- SET EXERCISE -
Reproduce the data below verbatim from the line containing "Would you mind marking the fallen dry" through its final line, and produce nothing more.

- INPUT -

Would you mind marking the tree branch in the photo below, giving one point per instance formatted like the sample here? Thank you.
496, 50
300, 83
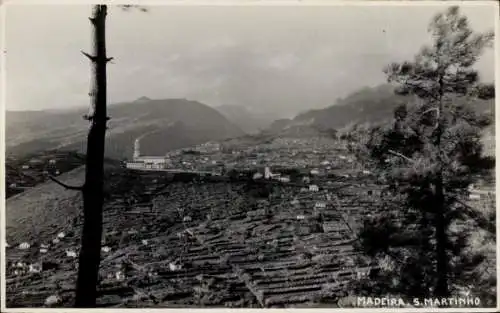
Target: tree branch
60, 183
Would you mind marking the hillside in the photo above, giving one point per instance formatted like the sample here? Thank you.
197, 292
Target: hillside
248, 120
164, 125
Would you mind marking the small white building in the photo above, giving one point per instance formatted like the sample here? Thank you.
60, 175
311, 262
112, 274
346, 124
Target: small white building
147, 162
314, 188
257, 176
284, 179
314, 172
320, 205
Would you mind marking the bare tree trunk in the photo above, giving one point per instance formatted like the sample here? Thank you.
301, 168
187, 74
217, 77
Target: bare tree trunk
442, 289
93, 198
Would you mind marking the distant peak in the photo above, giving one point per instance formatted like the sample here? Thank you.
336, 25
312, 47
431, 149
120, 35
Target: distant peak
143, 99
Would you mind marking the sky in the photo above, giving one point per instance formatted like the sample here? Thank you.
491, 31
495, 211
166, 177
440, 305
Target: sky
284, 59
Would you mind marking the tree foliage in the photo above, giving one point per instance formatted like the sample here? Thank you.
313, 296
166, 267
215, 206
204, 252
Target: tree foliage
428, 156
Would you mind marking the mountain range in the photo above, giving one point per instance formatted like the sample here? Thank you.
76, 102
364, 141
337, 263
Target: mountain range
163, 125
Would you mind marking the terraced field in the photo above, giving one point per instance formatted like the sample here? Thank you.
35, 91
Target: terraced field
201, 244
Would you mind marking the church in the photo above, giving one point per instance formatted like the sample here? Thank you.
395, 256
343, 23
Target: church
147, 162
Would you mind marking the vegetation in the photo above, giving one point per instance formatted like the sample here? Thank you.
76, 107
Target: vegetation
430, 155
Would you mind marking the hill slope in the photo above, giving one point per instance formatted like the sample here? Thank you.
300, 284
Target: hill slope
368, 105
163, 124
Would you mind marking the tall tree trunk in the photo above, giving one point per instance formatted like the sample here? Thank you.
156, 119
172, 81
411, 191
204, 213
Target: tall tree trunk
93, 197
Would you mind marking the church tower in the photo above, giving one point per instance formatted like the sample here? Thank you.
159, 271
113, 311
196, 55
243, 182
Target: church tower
137, 148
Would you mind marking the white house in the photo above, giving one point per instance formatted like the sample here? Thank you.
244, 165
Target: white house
147, 162
257, 176
284, 179
314, 172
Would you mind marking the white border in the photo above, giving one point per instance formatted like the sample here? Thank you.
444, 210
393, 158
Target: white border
495, 8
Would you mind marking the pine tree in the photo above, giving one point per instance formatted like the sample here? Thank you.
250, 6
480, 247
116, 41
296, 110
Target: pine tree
429, 156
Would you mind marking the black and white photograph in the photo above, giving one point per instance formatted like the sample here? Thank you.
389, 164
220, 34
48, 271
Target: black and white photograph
249, 154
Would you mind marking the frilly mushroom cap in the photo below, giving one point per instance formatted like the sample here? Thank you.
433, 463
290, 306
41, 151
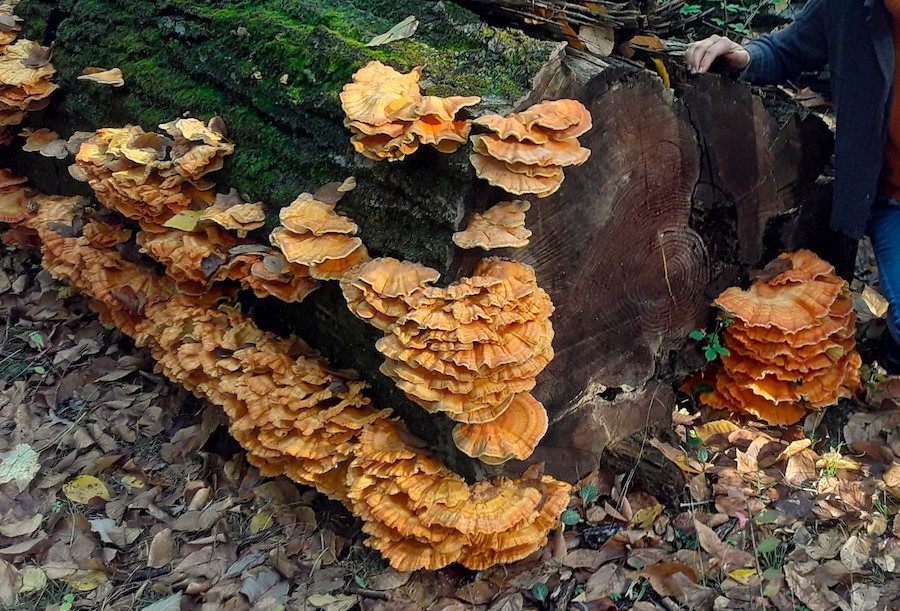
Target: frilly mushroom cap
389, 277
14, 72
552, 153
790, 307
308, 249
14, 203
500, 174
378, 93
501, 226
442, 109
791, 343
241, 217
563, 118
308, 215
491, 507
392, 148
801, 266
334, 269
513, 434
510, 127
446, 136
297, 416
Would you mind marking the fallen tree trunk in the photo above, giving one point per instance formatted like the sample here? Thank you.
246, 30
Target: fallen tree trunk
685, 188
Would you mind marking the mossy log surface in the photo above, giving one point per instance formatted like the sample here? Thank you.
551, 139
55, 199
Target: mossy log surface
685, 190
229, 58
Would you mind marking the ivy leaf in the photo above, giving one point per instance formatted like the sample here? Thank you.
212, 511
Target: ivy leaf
19, 464
540, 591
768, 545
404, 29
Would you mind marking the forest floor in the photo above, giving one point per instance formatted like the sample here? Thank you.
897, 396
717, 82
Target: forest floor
120, 491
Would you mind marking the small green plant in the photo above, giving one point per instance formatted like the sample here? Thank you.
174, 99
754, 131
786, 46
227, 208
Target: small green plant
770, 553
713, 347
735, 17
570, 517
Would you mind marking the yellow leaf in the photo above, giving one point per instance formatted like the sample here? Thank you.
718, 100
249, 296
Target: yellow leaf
643, 518
86, 580
185, 221
661, 68
131, 482
260, 522
742, 576
716, 427
677, 456
85, 487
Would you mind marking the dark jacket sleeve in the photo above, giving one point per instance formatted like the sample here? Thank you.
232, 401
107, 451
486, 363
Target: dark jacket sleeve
783, 55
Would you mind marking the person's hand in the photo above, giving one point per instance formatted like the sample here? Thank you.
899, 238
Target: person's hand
701, 54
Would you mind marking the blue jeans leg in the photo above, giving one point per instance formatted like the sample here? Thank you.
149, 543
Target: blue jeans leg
884, 230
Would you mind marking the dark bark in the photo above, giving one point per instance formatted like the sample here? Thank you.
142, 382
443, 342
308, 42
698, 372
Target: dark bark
685, 190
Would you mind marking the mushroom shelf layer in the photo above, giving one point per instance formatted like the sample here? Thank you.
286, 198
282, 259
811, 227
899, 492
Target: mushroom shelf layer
298, 417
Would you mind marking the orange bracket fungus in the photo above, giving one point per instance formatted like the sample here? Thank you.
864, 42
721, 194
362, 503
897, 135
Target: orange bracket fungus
151, 177
467, 349
233, 213
389, 117
792, 345
299, 417
527, 151
502, 226
25, 86
513, 434
13, 197
314, 235
377, 291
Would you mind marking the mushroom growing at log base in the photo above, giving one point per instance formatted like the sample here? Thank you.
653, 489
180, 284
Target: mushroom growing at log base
389, 117
25, 85
791, 345
150, 177
299, 417
500, 226
467, 350
527, 151
313, 234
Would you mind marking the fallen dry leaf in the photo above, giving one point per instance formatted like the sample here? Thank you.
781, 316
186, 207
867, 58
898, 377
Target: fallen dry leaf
84, 488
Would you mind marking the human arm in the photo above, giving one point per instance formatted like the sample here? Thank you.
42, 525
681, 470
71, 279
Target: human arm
773, 58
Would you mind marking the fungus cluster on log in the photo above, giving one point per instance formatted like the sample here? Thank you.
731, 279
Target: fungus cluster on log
527, 151
151, 177
791, 344
297, 416
312, 234
25, 80
500, 226
389, 117
467, 350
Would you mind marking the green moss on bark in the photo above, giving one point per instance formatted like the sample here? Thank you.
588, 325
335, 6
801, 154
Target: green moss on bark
229, 58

- REPLY TO THE EXERCISE -
Would you mind marking the fallen dry leaf in the photo above, giving one point per instance formatted like the sample here? Thank you.
781, 316
186, 207
867, 58
898, 377
Target: fallen dry leaf
84, 488
Would you mind marking the human arm in the photo above, giving one point per instance formatted like the sample here? Thank you.
42, 525
681, 470
71, 279
Target: human arm
773, 58
Would you mind marking the fungus cluster on log in the photo above, giving one point per instance formatted like the sample here? Thank you.
731, 279
Target: fungus cluster on log
527, 151
151, 177
791, 344
297, 416
312, 234
25, 80
500, 226
389, 117
467, 350
Would you mind marking the green moss on bark in the photo above, giving one point per instance formatted like the sample here? Thank you.
588, 325
335, 6
801, 154
Target: green moss on bark
229, 58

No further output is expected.